_Opdracht_
Geef het vervolg op de brontekst over de oude oorlogsbom in Rotterdam, te beginnen na de laatste zin.

_Brontekst_
==================================================
'Nou, daar ga je kreng!'
Met zeker 2.500 ruimingen per jaar draait de Explosieven Opruimingsdienst (EOD) de hand niet meer om voor het identificeren en onschadelijk maken van explosieven. Ware het niet dat de blindganger aan de Claes de Vrieselaan in hartje Rotterdam gisteren toch flink indruk maakte op de eenheid van Defensie. De bom uit de Tweede Wereldoorlog is gisteren na 83 jaar geruimd. “Uniek kun je het zeker noemen.”
==================================================
_Verzameld materiaal_

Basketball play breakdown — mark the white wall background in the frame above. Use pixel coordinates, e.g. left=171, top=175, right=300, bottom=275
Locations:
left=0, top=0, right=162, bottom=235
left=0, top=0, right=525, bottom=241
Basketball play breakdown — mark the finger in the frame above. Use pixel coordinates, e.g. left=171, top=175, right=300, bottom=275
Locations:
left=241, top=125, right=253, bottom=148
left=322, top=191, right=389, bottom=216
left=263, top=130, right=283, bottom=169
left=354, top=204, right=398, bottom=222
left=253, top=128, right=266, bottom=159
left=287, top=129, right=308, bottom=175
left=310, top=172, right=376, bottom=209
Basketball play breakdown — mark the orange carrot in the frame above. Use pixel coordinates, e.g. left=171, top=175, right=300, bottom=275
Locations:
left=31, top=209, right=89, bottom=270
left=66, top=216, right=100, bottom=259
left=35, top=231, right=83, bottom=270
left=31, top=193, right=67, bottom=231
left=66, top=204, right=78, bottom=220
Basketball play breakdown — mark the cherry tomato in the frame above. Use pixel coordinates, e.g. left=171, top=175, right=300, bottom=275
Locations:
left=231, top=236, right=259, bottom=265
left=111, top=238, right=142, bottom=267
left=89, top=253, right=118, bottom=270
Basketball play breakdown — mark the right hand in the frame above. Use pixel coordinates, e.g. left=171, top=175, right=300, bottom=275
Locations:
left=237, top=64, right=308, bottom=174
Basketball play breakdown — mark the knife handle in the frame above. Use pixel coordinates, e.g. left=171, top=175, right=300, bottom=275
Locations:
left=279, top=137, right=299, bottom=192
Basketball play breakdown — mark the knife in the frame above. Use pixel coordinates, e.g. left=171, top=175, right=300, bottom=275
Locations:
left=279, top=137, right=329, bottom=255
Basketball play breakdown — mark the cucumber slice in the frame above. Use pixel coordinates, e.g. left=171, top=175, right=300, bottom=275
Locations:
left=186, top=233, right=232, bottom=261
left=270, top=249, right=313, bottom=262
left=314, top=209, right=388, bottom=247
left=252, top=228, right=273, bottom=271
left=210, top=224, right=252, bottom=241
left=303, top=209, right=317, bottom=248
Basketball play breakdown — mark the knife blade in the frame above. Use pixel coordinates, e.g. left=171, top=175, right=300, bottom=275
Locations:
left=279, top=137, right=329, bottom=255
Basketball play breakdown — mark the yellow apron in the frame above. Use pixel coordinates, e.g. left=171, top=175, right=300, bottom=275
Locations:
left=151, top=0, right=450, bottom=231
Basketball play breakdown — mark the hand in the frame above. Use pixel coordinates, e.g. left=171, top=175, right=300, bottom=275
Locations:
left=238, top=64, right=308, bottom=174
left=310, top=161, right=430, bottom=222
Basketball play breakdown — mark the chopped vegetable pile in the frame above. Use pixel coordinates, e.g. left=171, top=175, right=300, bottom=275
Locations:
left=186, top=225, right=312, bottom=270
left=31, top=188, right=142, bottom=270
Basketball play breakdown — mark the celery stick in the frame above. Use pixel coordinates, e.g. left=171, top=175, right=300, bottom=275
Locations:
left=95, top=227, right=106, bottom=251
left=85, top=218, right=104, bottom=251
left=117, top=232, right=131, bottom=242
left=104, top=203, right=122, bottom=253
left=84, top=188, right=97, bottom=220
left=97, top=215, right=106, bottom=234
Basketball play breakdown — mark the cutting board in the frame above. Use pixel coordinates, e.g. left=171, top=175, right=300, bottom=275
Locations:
==================================================
_Uitwerking_
Tekst: kapitein Jessica Bode | Foto: Margreet Jansen, Sander Nagel
Voor de operatie, die zelfs voor de zeer ervaren senior explosievenruimer sergeant-majoor Chris spannend was, moesten elfhonderd omwonenden tijdelijk hun huis uit. Eerder al werden zelfs drie panden met zes woningen, steen voor steen om zoveel mogelijk voor de nieuwbouw te bewaren, afgebroken. "Ook wisten we vooraf eigenlijk niet wat voor explosief we op acht meter diepte zouden aantreffen”, voegt de EOD’er toe. Bovendien: “Meestal ruimen we bommen in afgelegen gebieden, in weilanden of bossen. Dan is er een handvol mensen geïnteresseerd. Dat was hier wel even anders.”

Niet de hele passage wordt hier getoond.